* Records from a dataset
+-------+

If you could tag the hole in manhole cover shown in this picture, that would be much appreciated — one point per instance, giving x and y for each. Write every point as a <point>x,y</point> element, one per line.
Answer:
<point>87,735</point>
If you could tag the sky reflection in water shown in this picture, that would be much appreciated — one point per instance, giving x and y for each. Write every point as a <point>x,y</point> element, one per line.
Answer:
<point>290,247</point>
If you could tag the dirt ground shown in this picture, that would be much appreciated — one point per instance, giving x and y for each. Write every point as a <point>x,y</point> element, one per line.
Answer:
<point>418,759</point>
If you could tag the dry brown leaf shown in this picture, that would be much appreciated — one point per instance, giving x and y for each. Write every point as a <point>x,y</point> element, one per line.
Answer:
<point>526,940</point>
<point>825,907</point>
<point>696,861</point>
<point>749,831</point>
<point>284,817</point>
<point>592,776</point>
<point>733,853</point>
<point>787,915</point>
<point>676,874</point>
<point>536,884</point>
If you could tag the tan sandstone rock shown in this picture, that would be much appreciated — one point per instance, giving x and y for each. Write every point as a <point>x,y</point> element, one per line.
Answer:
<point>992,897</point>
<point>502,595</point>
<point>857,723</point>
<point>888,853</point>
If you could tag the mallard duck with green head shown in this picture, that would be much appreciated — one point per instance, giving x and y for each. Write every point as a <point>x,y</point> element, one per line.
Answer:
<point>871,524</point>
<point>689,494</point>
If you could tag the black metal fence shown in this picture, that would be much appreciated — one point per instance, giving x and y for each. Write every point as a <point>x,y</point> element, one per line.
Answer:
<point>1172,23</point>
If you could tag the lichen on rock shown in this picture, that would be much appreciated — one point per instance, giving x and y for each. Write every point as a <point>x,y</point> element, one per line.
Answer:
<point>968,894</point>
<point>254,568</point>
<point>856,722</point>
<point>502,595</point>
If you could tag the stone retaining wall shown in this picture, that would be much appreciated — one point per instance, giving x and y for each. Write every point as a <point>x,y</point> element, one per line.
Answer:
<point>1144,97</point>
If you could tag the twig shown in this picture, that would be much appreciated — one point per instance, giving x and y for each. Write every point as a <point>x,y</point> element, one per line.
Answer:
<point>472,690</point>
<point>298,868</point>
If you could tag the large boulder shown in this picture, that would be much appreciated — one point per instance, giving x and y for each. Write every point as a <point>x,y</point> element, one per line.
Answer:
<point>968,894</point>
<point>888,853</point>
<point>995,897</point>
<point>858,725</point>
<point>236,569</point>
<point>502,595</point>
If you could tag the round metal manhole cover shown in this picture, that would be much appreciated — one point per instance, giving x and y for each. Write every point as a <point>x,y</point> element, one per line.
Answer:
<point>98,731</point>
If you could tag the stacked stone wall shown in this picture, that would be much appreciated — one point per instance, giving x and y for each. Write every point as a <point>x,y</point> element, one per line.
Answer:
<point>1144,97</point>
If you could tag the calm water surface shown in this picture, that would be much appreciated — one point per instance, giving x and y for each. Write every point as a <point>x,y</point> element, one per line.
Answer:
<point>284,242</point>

+-------+

* Exercise goal
Copy the lines exactly, from the very first one down to and including the line that contains "<point>290,247</point>".

* The solution
If you could tag the hole in manhole cover shown in this picture, that would be much appreciated — one point per instance, giving x and y for each. Write every point as a <point>x,y</point> element, one per line.
Answer:
<point>87,735</point>
If you could tag the sky reflection in water shown in this picture, that would be much appreciated — one point per instance, giving x and y for each. Write every point as a <point>x,y</point> element, one per line.
Answer:
<point>290,247</point>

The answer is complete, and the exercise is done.